Return each line of the entries that contains the word "concrete".
[START OF MATERIAL]
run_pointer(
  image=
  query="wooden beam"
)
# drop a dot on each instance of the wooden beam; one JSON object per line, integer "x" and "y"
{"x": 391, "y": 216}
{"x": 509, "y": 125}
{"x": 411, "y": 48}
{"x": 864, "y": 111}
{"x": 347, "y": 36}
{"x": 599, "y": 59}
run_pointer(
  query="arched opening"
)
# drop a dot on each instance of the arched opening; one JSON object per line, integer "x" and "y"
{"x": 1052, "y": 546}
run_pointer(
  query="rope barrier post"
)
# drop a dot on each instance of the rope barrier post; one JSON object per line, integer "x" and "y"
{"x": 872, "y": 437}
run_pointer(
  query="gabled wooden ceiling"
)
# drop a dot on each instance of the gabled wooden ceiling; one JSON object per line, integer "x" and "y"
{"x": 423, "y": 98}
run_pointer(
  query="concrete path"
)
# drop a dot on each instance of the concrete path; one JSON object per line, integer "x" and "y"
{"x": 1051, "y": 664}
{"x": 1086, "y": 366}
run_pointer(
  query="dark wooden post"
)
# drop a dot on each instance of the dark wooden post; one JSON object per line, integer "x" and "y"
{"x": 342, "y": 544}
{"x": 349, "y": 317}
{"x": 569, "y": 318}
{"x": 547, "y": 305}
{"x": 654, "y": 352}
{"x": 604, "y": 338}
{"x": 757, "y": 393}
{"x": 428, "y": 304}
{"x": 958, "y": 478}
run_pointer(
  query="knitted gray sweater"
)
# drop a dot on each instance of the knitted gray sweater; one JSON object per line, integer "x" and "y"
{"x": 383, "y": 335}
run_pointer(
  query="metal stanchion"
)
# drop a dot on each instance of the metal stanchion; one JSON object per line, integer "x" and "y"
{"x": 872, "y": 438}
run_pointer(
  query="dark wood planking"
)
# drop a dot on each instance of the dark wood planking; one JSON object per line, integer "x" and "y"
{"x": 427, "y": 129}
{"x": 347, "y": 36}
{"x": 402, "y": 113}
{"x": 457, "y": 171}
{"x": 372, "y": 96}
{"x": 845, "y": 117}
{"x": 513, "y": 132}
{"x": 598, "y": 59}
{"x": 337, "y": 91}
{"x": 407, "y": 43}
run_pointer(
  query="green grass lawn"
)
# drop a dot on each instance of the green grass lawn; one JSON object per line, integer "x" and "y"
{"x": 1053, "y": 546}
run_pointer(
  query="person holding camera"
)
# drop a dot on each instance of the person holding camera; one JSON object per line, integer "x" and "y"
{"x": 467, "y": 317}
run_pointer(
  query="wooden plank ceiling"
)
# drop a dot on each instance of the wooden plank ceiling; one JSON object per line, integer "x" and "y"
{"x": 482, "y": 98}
[END OF MATERIAL]
WRITTEN RESPONSE:
  query="concrete path"
# drop a dot on each instance of the concrete path; one JSON object per line, integer "x" and "y"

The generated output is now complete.